### About this task
According to the abstract on Agrobacterium fabrum, why might the coordinated expression of the hydroxycinnamic acid degradation and iron acquisition functions benefit the bacterium? Answer in one to three sentences.

### Extract provided
▬▬▬

Coordinated Regulation of Species-Specific Hydroxycinnamic Acid Degradation and Siderophore Biosynthesis Pathways in Agrobacterium fabrum

The rhizosphere-inhabiting species Agrobacterium fabrum (genomospecies G8 of the Agrobacterium tumefaciens species complex) is known to degrade hydroxycinnamic acids (HCAs), especially ferulic acid and p-coumaric acid, via the novel A. fabrum HCA degradation pathway. Gene expression profiles of A. fabrum strain C58 were investigated in the presence of HCAs, using a C58 whole-genome oligoarray. Both ferulic acid and p-coumaric acid caused variations in the expression of more than 10% of the C58 genes. Genes of the A. fabrum HCA degradation pathway, together with the genes involved in iron acquisition, were among the most highly induced in the presence of HCAs. Two operons coding for the biosynthesis of a particular siderophore, as well as genes of the A. fabrum HCA degradation pathway, have been described as being specific to the species. We demonstrate here their coordinated expression, emphasizing the interdependence between the iron concentration in the growth medium and the rate at which ferulic acid is degraded by cells. The coordinated expression of these functions may be advantageous in HCA-rich but iron-starved environments in which microorganisms have to compete for both iron and carbon sources, such as in plant roots. The present results confirm that there is cooperation between the A. fabrum-specific genes, defining a particular ecological niche. IMPORTANCE We previously identified seven genomic regions in Agrobacterium fabrum that were specifically present in all of the members of this species only. Here we demonstrated that two of these regions, encoding the hydroxycinnamic acid degradation pathway and the iron acquisition pathway, were regulated in a coordinated manner. The coexpression of these functions may be advantageous in hydroxycinnamic acid-rich but iron-starved environments in which microorganisms have to compete for both iron and carbon sources, such as in plant roots. These data support the view that bacterial genomic species emerged from a bacterial population by acquiring specific functions that allowed them to outcompete their closest relatives. In conclusion, bacterial species could be defined not only as genomic species but also as ecological species.

▬▬▬

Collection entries

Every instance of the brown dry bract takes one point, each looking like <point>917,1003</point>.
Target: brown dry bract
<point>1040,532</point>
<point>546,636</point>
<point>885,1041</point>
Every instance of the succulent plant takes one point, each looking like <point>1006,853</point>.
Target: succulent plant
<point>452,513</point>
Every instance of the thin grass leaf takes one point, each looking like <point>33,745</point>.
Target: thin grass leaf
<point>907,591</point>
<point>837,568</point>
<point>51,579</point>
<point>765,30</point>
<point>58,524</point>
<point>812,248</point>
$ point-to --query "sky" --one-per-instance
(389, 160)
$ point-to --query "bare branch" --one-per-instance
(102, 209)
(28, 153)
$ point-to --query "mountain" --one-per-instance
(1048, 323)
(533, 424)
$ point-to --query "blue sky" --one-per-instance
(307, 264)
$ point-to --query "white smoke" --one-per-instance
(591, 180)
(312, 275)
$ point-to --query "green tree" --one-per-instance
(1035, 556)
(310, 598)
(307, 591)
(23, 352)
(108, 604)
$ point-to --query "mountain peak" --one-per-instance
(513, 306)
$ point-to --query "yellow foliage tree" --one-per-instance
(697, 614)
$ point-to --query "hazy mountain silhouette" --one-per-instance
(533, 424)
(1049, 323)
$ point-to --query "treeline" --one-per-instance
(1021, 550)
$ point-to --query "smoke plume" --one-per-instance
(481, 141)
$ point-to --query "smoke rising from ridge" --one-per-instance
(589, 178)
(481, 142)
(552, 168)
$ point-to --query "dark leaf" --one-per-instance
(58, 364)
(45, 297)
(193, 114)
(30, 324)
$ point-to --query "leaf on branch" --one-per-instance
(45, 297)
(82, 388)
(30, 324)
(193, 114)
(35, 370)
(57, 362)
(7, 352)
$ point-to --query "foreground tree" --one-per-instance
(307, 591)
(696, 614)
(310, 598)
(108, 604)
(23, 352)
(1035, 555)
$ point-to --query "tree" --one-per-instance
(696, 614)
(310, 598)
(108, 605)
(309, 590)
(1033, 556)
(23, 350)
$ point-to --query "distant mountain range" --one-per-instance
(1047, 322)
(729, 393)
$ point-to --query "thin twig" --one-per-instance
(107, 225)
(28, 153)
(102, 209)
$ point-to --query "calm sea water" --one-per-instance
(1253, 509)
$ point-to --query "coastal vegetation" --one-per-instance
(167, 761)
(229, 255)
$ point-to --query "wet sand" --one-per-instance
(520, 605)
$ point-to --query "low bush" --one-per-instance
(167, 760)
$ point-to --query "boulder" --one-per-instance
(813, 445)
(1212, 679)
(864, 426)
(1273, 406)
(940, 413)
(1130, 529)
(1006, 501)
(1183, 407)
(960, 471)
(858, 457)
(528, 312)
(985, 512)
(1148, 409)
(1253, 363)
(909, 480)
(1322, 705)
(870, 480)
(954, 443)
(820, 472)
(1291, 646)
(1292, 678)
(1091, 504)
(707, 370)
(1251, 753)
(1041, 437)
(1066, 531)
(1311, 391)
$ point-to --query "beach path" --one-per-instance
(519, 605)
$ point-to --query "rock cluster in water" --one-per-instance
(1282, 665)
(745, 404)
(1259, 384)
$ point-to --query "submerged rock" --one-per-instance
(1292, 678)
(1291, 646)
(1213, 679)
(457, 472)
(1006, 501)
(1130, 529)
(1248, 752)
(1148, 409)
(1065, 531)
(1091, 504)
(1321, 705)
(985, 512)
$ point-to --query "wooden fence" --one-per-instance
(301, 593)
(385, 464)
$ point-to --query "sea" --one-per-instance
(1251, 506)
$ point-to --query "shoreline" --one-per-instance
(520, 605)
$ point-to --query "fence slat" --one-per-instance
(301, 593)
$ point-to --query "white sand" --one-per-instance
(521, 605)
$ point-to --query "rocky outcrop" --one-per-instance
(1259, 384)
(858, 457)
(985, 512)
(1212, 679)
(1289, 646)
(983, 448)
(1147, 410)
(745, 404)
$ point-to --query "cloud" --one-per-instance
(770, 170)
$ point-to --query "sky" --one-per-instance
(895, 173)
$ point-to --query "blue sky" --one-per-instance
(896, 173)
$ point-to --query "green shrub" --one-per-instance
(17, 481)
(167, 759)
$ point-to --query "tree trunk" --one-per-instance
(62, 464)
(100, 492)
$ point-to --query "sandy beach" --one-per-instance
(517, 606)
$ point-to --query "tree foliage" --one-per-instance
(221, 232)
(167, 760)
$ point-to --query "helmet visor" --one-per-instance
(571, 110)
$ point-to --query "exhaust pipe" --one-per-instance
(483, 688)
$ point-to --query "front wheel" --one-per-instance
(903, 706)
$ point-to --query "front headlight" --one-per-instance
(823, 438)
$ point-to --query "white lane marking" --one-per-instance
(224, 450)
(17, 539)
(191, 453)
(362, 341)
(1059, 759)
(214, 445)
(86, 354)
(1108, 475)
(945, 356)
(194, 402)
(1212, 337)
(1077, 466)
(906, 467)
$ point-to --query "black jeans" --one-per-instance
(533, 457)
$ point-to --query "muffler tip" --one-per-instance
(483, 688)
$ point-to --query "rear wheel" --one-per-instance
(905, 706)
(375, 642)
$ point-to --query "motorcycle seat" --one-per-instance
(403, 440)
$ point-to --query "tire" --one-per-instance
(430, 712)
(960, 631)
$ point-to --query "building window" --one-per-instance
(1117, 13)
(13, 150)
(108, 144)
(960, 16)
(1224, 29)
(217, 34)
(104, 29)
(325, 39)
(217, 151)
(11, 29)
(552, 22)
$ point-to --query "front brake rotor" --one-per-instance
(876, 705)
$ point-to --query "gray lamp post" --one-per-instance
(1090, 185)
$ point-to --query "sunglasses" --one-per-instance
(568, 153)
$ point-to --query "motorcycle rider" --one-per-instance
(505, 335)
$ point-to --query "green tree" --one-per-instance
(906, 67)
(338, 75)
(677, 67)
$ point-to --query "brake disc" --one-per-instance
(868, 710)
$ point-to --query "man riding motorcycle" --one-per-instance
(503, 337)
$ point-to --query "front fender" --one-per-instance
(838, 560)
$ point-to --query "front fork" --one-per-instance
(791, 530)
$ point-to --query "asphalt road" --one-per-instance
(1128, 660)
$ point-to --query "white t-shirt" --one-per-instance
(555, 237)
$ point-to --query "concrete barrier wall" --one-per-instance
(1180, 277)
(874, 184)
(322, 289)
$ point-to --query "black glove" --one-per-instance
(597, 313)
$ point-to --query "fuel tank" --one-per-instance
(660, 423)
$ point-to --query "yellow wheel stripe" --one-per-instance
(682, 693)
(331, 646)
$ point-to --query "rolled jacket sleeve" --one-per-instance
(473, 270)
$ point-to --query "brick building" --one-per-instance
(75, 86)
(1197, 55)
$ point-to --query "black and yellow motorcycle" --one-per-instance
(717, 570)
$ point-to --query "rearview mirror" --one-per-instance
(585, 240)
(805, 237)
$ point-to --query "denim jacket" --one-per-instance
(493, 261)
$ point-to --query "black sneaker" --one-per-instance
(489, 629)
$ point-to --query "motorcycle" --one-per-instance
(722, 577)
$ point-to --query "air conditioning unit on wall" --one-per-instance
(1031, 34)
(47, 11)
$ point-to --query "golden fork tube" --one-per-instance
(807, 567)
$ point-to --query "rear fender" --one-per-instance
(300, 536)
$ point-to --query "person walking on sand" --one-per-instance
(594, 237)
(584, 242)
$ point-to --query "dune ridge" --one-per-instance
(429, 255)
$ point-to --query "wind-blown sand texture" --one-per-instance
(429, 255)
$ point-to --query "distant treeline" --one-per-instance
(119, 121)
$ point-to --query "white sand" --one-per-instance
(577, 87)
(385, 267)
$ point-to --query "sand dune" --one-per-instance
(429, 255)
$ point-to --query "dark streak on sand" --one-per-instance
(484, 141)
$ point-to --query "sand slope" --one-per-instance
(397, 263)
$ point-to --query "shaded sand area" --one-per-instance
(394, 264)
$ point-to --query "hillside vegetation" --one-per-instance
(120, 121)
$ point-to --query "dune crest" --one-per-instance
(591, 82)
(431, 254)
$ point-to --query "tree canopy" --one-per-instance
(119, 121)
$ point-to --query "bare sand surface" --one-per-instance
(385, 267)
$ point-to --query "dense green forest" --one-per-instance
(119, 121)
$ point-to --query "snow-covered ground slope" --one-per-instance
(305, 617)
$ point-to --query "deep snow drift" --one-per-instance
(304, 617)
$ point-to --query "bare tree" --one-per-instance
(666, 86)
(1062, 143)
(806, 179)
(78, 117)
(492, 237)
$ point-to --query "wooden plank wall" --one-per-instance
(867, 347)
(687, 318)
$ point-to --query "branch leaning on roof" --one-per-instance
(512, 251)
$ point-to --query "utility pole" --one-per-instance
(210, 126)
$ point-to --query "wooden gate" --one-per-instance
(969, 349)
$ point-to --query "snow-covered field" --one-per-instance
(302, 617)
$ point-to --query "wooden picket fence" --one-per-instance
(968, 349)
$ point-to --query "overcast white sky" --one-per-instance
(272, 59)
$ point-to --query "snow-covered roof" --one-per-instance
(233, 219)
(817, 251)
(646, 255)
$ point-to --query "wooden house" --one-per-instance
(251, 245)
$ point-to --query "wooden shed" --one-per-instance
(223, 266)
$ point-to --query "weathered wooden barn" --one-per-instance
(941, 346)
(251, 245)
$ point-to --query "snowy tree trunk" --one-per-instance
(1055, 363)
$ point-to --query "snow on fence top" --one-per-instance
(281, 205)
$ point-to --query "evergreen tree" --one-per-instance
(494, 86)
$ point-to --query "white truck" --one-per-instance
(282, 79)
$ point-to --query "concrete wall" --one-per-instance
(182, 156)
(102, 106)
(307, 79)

▬▬▬

### Answer section
The coordinated expression may be advantageous in environments rich in hydroxycinnamic acids but starved of iron, such as plant roots. There, microorganisms have to compete for both iron and carbon sources.